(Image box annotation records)
━━━

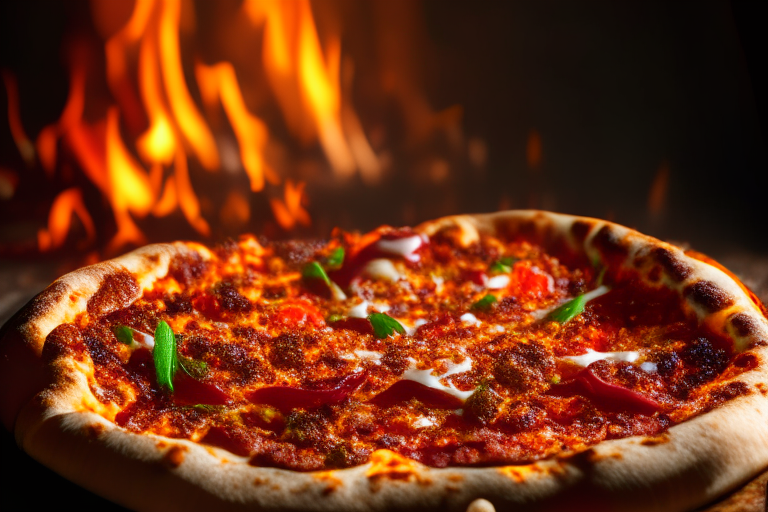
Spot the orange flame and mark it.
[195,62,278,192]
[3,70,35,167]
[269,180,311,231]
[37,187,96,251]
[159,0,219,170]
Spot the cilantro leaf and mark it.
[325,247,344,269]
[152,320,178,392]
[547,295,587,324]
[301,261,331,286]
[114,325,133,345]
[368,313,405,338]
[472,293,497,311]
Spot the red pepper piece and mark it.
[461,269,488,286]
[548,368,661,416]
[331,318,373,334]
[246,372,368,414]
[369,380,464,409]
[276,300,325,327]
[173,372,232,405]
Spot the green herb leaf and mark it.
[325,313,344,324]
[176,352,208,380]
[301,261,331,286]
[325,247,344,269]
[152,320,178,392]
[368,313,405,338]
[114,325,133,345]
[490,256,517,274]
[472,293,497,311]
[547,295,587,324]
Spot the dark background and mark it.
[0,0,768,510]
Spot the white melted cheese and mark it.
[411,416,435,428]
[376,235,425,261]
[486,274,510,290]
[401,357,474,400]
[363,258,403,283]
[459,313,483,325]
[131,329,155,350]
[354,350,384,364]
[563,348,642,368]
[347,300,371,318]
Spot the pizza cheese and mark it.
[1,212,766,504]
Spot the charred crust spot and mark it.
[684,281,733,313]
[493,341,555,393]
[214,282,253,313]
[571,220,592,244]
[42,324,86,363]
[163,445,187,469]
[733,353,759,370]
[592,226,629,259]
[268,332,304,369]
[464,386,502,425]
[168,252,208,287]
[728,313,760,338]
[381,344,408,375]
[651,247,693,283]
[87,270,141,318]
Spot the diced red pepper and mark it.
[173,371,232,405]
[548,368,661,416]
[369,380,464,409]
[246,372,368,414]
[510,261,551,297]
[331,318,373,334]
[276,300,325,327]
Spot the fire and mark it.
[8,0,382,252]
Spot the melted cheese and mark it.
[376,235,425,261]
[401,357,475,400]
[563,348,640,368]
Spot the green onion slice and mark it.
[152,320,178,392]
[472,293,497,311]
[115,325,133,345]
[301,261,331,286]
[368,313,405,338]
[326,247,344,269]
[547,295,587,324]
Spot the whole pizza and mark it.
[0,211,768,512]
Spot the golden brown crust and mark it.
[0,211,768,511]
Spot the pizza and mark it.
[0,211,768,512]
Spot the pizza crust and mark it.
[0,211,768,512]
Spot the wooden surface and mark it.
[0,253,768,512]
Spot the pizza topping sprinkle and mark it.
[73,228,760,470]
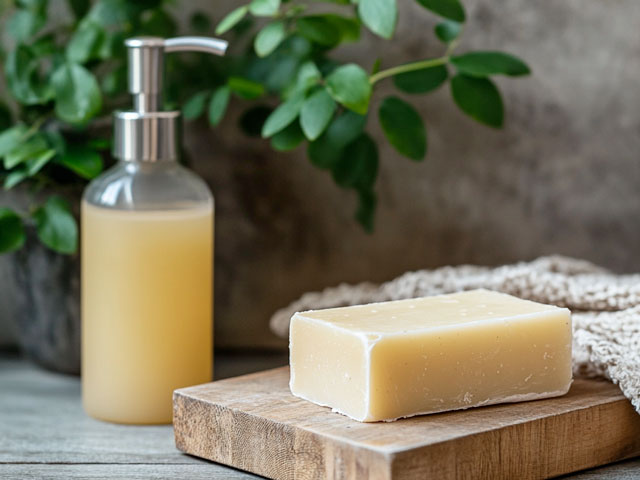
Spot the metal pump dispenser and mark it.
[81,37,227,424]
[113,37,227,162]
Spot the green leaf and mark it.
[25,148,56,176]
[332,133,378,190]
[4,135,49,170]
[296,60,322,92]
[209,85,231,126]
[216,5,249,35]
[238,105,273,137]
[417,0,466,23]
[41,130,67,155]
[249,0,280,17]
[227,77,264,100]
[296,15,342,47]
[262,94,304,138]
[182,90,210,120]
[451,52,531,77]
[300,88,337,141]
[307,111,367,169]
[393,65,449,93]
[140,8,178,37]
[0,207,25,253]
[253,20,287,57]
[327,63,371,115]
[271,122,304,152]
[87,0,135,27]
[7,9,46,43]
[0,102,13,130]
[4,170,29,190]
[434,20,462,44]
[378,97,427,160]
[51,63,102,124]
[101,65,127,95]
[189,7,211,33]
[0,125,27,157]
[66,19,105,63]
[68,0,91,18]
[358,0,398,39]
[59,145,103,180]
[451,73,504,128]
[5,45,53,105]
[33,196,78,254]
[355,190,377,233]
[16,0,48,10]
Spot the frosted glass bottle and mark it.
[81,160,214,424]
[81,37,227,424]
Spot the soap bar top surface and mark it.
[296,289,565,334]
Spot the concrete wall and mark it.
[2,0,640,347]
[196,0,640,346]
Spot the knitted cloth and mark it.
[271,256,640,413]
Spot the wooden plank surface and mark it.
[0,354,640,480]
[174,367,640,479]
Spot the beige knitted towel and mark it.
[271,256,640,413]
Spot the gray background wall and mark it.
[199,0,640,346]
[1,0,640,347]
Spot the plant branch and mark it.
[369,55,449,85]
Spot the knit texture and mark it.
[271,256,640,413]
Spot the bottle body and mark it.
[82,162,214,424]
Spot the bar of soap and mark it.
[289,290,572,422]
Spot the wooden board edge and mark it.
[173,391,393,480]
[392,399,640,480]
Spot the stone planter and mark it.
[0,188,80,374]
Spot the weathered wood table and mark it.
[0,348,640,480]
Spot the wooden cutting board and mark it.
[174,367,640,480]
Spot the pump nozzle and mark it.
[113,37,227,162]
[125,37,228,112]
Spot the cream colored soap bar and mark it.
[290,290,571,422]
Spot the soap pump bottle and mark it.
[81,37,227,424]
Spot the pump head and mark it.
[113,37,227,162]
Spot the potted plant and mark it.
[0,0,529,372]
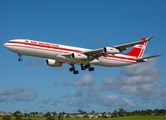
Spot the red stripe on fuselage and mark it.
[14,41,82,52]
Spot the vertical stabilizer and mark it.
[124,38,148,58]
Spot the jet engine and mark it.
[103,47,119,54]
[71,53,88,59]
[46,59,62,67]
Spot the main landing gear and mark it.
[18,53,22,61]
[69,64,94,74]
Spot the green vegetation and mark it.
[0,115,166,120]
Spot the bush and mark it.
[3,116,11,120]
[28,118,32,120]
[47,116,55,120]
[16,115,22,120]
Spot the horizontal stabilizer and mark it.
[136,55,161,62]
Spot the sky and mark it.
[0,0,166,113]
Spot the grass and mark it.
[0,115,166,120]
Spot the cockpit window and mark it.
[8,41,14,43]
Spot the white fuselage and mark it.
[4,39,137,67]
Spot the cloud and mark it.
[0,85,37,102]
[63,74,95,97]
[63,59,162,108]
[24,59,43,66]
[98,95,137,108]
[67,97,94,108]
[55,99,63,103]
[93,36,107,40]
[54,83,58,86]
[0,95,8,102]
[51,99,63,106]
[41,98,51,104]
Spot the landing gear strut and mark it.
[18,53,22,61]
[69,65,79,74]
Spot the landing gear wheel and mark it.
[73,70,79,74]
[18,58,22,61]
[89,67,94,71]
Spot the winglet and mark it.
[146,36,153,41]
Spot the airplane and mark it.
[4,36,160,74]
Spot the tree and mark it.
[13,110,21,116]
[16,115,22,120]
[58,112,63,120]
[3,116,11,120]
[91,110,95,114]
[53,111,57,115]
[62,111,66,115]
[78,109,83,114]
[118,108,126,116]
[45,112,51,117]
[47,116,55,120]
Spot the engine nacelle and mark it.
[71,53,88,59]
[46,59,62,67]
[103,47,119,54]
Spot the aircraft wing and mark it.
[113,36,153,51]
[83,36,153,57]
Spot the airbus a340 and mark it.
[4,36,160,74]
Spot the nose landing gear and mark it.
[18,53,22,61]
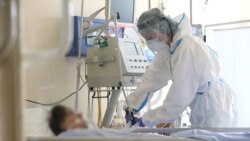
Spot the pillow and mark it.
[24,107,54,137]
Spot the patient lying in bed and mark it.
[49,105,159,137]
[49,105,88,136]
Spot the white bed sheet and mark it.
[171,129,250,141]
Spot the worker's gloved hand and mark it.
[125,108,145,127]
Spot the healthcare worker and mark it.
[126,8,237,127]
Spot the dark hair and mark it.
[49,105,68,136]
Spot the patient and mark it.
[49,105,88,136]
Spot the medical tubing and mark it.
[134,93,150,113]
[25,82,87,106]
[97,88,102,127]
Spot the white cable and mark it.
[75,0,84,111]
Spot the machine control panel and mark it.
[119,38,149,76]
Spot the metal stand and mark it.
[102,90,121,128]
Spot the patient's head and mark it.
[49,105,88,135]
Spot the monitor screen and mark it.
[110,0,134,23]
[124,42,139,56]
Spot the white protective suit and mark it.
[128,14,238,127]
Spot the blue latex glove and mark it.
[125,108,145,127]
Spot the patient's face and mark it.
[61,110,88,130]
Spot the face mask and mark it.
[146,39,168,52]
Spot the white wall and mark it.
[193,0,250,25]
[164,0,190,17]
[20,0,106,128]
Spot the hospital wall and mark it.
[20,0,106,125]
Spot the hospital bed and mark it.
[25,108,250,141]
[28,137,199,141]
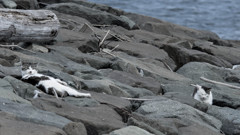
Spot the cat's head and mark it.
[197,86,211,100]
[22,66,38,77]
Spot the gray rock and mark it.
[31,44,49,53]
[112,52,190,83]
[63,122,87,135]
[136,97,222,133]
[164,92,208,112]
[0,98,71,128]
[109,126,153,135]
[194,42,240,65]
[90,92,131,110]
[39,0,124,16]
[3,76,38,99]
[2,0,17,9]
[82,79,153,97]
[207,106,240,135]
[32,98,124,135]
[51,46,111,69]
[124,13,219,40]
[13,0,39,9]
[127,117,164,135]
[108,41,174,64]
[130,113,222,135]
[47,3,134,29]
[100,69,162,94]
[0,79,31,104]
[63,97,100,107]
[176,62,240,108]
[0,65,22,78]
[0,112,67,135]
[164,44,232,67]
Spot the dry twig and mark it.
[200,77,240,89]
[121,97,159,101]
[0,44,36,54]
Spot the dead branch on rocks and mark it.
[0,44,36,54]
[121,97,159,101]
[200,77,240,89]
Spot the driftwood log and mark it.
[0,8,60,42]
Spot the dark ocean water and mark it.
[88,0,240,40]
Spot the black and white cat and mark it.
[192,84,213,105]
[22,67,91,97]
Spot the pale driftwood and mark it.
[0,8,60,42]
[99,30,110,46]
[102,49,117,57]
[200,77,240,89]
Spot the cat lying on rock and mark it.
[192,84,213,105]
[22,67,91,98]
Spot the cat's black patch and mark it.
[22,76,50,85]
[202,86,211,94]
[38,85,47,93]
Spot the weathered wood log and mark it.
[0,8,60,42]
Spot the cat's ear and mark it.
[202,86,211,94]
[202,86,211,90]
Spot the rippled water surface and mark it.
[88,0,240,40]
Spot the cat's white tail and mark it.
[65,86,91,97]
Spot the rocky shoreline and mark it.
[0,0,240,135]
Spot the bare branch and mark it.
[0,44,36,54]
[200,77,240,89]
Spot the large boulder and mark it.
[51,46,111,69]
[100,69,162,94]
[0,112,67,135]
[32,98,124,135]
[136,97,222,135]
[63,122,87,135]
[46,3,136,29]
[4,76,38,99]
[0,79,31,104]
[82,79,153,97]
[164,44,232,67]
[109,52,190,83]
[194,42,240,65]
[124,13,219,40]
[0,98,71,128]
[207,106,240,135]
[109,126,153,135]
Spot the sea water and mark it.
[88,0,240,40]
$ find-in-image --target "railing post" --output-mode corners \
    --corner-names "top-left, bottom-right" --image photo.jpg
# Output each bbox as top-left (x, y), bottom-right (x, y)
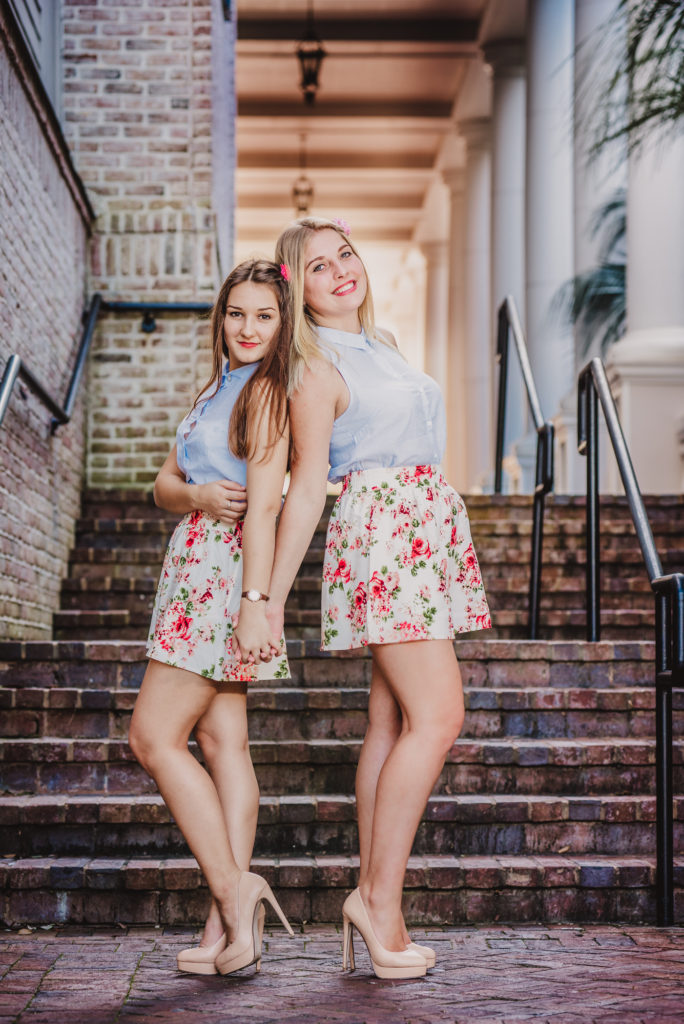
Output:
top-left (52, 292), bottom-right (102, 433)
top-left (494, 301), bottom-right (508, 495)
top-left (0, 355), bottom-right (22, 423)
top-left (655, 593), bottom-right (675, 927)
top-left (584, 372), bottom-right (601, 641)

━━━

> **PROBLEM REQUIREMENTS**
Echo the lines of the items above, starting at the line that contains "Spot the horizontal stabilizer and mark it." and ending at the line that contains "[4,39,137,67]", with both of those lines included. Reproduce them with nothing changed.

> **WRITTEN ANSWER**
Spot the horizontal stabilizer and mark it.
[136,55,161,62]
Spot the sky and mark it.
[0,0,166,113]
Spot the grass and mark it.
[0,115,166,120]
Spot the cockpit window and mark it.
[8,41,14,43]
Spot the white fuselage and mark it.
[4,39,137,67]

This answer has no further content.